◆ **Excerpted passage**:
Many New Yorkers struggled to access unemployment benefits, and a quarter of renters in the Poverty Tracker sample could not pay their rent at some point during the pandemic. The crisis also intensified food hardship in the city and magnified the digital divide as online schooling became the norm.
Our survey further revealed how precarious the lives of New Yorkers were pre-crisis: one in five adults and one in five children lived in poverty. The pandemic exacerbated the hardships experienced by vulnerable New Yorkers and the racial disparities within the city, but did not create them. Rebuilding New York City is necessary, but a return to the status quo is not sufficient to ensure broad economic security for New Yorkers.

Data records:
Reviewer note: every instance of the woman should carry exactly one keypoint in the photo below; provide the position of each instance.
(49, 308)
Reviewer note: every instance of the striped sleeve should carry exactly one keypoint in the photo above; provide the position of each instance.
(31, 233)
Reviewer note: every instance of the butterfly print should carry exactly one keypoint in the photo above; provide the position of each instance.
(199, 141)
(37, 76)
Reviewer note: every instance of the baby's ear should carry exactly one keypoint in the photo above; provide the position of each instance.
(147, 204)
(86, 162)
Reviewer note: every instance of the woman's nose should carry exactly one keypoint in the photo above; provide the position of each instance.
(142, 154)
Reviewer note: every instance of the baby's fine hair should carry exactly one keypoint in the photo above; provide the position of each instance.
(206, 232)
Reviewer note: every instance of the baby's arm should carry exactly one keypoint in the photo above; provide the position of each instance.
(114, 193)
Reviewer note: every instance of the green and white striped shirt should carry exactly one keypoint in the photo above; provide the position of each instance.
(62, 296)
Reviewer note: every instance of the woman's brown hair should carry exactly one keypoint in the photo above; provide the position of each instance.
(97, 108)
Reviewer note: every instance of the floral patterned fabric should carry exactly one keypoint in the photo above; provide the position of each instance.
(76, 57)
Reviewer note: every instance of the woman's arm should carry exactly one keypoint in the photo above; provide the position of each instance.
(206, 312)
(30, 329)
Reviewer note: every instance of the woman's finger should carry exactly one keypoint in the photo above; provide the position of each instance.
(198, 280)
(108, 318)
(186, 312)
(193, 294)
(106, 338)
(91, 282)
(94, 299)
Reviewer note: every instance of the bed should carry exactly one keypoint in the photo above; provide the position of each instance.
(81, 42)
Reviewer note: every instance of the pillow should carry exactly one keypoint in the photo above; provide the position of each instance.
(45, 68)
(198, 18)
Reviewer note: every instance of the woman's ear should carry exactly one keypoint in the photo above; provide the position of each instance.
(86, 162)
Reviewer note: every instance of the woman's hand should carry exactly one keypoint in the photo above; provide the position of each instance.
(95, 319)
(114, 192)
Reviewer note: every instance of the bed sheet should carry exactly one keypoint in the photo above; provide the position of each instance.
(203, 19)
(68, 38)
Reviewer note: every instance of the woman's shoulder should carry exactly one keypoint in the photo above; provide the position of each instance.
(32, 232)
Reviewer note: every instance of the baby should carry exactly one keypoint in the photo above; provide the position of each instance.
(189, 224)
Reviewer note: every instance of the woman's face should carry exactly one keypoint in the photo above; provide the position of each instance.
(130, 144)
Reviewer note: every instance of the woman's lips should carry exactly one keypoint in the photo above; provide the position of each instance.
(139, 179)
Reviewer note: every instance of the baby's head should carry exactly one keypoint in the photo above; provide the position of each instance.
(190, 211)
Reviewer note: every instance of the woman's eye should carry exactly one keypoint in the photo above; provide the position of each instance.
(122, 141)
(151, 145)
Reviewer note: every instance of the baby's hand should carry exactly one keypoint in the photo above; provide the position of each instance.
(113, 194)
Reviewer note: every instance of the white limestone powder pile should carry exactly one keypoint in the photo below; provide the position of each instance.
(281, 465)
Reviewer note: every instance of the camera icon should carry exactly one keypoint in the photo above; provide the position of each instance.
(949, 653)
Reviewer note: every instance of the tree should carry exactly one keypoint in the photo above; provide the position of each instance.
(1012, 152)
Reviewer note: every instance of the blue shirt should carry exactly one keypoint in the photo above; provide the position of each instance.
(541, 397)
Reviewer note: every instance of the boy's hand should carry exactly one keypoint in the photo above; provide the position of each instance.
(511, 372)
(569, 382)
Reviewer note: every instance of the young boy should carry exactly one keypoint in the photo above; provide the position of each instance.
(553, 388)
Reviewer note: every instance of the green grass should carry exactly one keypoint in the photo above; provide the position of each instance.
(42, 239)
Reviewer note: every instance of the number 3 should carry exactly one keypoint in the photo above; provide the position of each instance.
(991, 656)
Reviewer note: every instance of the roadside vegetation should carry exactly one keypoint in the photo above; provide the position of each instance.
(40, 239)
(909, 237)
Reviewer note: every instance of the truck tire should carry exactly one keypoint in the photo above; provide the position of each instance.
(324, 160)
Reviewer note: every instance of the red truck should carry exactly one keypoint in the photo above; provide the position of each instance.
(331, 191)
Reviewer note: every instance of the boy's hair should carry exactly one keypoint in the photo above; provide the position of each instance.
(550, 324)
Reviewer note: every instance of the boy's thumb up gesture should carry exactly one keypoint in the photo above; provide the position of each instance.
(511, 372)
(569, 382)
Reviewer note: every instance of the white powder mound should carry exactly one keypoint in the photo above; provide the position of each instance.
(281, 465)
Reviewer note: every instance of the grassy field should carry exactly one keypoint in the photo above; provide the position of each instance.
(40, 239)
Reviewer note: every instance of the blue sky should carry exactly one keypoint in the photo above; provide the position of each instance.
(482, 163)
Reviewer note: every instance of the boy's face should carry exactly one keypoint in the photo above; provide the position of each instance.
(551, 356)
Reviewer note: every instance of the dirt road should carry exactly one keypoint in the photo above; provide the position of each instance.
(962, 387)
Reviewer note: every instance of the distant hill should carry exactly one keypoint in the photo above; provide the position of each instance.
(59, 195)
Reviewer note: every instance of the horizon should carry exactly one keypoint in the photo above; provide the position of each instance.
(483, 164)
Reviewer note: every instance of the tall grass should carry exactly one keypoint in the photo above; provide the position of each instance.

◆ **To do**:
1. In the passage on New York City during the pandemic, what share of renters in the Poverty Tracker sample could not pay their rent at some point?
2. List every hardship that the first paragraph of the passage on New York City during the pandemic says New Yorkers faced or saw get worse.
3. Extend the passage on New York City's economic hardship during the pandemic, picking up after its last sentence.
You won't need the records for anything here.

◆ **Task-by-task answers**:
1. A quarter of them.

2.
- Struggling to access unemployment benefits
- Being unable to pay rent
- Food hardship
- The digital divide, as online schooling became the norm

3.
Investing in children: a historical win
The United States has historically lacked guaranteed income support for children, often leaving them vulnerable to the volatility of parental employment income. The Child Tax Credit is the largest federal expenditure made to directly benefit children, but up until recently left out one-third of children—primarily the poorest—from receiving the full benefit of the program. As consensus grew to fight child poverty during the pandemic, our research on the Child Tax Credit gained traction and was cited by policymakers, child advocacy groups, and the press. Recently, as a part of President Biden’s economic recovery plan, the credit was reconfigured to be more generous and inclusive, closely resembling the child allowance of other nations. We found that all together, the package of policies included in the American Rescue Plan could cut child poverty in half in 2021.
As policymakers envision making the more generous monthly Child Tax Credit a permanent fixture of U.S. social policy, the payoffs are even greater. We conducted a cost-benefit analysis and found that child allowances are a winning investment: the initial $100 billion investment would generate $800 billion in benefits to society over time. If the pandemic has increased the political will to end child poverty in the United States, this change is a silver lining and a historical win for children.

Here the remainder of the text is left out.